[Selected text — start]
GOP Health Experts Agree: Don't Count on 'Obamacare' to Fail

It seems like there’s a new story every day about a problem with the Affordable Care Act: America could turn into a country of temp workers. People could get smaller tax refunds. Small businesses won’t realize any benefits until 2015. Small business owners are confused, apprehensive, and refusing to expand.

So how bad is it? Is the Obama administration totally bungling implementation of its signature universal health care law? Is the law destined to collapse of its own weight? Or is that wishful conservative thinking?

The administration gets some surprising backup from top health officials from two Republican administrations. Gail Wilensky and Tom Scully, who ran the Medicare and Medicaid programs in the early 1990s and in the 2000s, respectively, separately told National Journal Daily that the Obama White House is doing better than they expected in putting the complex law into place. Primarily, they say, federal officials are showing flexibility with states that want to try new ways of managing Medicaid and the insurance marketplaces, or exchanges, that will come online Oct. 1.

The real problems, in the pair’s view, are embedded in the Affordable Care Act itself. There will be chaos at first, they say, and as with any complicated, large-scale change, Congress will need to pass a series of fixes. Yet they predict the law will ultimately work and become popular, and they warn their party not to count on a repeal or a fatal backlash. “Republicans are dopes for arguing this thing’s going to blow up,” Scully said. You can debate the cost and merits of the approach, he said, but “it’s not going to melt down.”

Wilensky says it’s embarrassing to have 15 percent of Americans without insurance coverage, hard on the uninsured who are medically and financially at risk as well as on communities that have to provide unpaid care. “I was not into lobbing grenades” at the ACA, she said. “Republicans had years to do it their way. When it came time for governance, it never was at the top of their list.”

Not that the two health experts don’t have problems with the law. Scully says it will be very complicated for low-income families to shift from Medicaid to the exchanges and back as their incomes rise and fall. He’s also highly critical of the amount of money being spent ($1 trillion-plus over a decade, offset by tax increases and Medicare savings) and uses words like “reckless” to describe the decision to cover an extra 30 million people overnight, on Jan. 1, 2014. “Doing it all in one shot on one day next year is pretty wild,” he says.
[Selected text — finish]
→ **What this task involves**
Translate this sentence from the article on the Affordable Care Act into Spanish: "Doing it all in one shot on one day next year is pretty wild," he says. The data that follows is not needed for the work here.
[Data records — start]
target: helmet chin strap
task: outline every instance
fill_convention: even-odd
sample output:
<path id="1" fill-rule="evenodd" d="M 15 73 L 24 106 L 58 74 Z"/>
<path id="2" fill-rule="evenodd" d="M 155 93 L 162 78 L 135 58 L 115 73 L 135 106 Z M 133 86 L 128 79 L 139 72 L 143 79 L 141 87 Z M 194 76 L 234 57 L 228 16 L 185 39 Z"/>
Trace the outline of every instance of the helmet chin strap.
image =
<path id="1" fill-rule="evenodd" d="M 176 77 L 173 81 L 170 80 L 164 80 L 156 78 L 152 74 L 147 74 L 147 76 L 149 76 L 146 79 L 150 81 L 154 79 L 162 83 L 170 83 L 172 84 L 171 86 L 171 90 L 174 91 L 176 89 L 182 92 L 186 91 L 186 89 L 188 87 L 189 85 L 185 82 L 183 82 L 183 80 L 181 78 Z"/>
[Data records — finish]
→ **Output below**
"Hacerlo todo de una sola vez en un solo día el año que viene es bastante descabellado", dice.